*Verilen görev 1*
Aşağıdaki kayıtları süzerek "neck" sözcüğünü içeren her satırı olduğu gibi kopyala.

*Sayfa alıntısı*
------

Baraj, yöre belediyelik olduğunda İlk belediye başkanı Hüseyin Saykan ve Dil Tarih Coğrafya Fakültesi’nden bir grup arkeoloğun değerli katkılarıyla tarihteki boyutu belirlenerek,  binlerce yıl sonra açıldı, suyla doldu ve köylünün kullanımına verildi. Halen kullanılmaktadır. Baraj DSİ’nin çalışmalarıyla yenilenmesi ve çevresinde konuşlanan Hitit Köyü projesi askıya alınmış, ne hikmetse! Böyle dünyaca ünlü bir kenti daha da yaşanılır bir alana dönüştürmek gerekirken bilinçli olarak atıl bırakılabilir mi? Ne yazık ki bırakılıyor. Yöre halkına “öteki” gözüyle bakıyor resmi kurumlar, “eşit yurttaş” olarak görmek istemiyor. Ne diyelim? Umarım bu yakışıksız, itici yaklaşımlar terk edilir.

Aynı hat üzerinden aynı alanları sulamaya devam ediyor barajın suyu. Hitit atalarımızın açtığı izlek bir anlamda canlanmış oluyor. Kumlu Eşme’nin suyu yörede canlı yaşamını güzelleştiriyor, köylü sebzelerini suluyor, doğal yaşama hayat veriyor. Tarla kuşları, börtü böcek bu sudan besleniyor.

------

Bir koleksiyondan çıkarılan veriler:

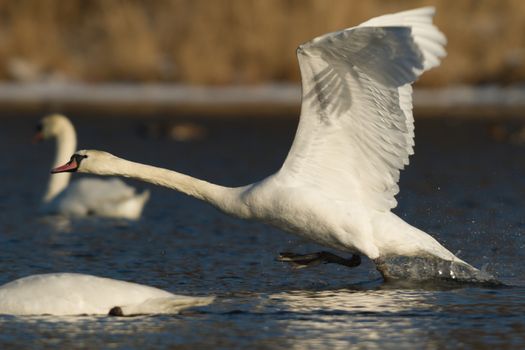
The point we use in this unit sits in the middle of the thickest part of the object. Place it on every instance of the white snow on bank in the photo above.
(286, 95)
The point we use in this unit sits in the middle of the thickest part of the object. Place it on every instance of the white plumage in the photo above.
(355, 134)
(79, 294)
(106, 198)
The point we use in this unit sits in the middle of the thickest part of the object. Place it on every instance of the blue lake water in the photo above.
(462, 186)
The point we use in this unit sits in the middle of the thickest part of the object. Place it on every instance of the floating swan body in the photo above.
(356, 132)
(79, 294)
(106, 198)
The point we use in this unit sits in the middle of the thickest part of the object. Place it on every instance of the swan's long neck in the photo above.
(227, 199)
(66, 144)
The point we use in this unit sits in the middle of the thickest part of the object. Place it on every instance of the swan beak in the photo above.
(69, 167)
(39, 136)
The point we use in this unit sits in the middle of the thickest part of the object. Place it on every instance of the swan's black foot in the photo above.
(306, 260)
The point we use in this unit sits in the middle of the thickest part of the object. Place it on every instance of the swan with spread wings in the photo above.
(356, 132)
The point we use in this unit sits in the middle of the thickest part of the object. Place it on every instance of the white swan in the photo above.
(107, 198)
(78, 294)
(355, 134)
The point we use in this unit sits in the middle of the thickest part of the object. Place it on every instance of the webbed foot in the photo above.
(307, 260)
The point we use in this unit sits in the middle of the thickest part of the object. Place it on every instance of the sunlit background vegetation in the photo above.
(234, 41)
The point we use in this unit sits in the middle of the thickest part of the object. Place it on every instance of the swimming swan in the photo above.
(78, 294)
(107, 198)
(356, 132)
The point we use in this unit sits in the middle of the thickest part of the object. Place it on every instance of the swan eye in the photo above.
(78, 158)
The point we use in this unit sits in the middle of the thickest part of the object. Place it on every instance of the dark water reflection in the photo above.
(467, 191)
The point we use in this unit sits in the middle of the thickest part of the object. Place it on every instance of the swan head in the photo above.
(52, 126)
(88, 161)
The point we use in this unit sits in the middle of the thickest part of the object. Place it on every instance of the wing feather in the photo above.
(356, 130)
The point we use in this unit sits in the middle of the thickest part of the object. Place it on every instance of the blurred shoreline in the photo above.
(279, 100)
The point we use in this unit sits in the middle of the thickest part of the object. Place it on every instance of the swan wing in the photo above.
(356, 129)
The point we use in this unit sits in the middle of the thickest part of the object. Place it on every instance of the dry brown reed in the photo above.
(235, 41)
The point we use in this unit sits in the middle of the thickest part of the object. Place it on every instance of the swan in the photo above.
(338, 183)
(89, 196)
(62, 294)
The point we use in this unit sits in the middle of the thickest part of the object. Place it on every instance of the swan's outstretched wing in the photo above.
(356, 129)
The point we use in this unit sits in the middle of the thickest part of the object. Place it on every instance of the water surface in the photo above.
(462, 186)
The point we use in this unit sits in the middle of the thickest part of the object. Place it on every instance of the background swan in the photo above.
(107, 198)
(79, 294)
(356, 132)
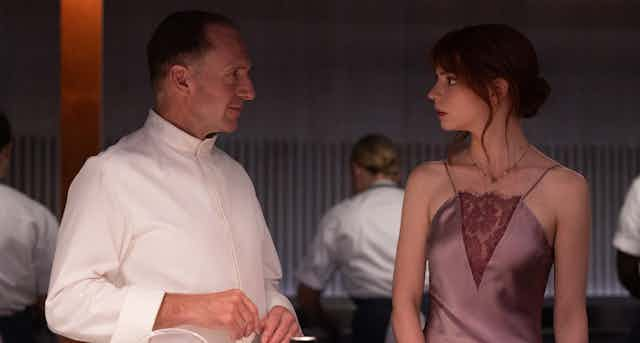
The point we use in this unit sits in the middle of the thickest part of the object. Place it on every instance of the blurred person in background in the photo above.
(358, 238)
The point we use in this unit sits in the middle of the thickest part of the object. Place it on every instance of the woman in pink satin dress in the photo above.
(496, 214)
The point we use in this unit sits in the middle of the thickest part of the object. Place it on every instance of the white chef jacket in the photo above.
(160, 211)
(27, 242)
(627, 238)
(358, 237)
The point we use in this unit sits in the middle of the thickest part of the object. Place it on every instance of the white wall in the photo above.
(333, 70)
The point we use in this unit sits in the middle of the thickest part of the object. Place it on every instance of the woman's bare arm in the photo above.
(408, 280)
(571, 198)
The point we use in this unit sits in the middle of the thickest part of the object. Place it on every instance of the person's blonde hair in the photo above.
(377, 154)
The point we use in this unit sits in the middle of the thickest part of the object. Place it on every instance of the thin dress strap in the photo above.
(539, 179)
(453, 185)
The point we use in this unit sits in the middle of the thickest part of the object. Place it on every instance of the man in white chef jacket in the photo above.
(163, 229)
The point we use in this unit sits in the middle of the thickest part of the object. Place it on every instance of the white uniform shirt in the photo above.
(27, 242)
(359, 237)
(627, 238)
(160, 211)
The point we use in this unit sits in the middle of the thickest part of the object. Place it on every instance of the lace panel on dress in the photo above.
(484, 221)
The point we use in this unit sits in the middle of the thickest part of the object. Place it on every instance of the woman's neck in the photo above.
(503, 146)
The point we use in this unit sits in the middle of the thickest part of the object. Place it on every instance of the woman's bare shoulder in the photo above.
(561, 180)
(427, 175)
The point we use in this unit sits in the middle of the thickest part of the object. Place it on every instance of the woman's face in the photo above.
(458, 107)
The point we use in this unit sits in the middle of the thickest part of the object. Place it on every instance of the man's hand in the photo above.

------

*Verilen görev 2*
Yukarıdaki baraj metninden "Baraj, yöre belediyelik" ifadesinden başlayarak "yaklaşımlar terk edilir." ifadesine kadar, bu ifade de dahil olmak üzere, olan bölümü aynen çıkar.

*Tam yanıt 1*
The point we use in this unit sits in the middle of the thickest part of the object. Place it on every instance of the swan's long neck in the photo above.
The point we use in this unit sits in the middle of the thickest part of the object. Place it on every instance of the woman's neck in the photo above.

*Tam yanıt 2*
Baraj, yöre belediyelik olduğunda İlk belediye başkanı Hüseyin Saykan ve Dil Tarih Coğrafya Fakültesi’nden bir grup arkeoloğun değerli katkılarıyla tarihteki boyutu belirlenerek,  binlerce yıl sonra açıldı, suyla doldu ve köylünün kullanımına verildi. Halen kullanılmaktadır. Baraj DSİ’nin çalışmalarıyla yenilenmesi ve çevresinde konuşlanan Hitit Köyü projesi askıya alınmış, ne hikmetse! Böyle dünyaca ünlü bir kenti daha da yaşanılır bir alana dönüştürmek gerekirken bilinçli olarak atıl bırakılabilir mi? Ne yazık ki bırakılıyor. Yöre halkına “öteki” gözüyle bakıyor resmi kurumlar, “eşit yurttaş” olarak görmek istemiyor. Ne diyelim? Umarım bu yakışıksız, itici yaklaşımlar terk edilir.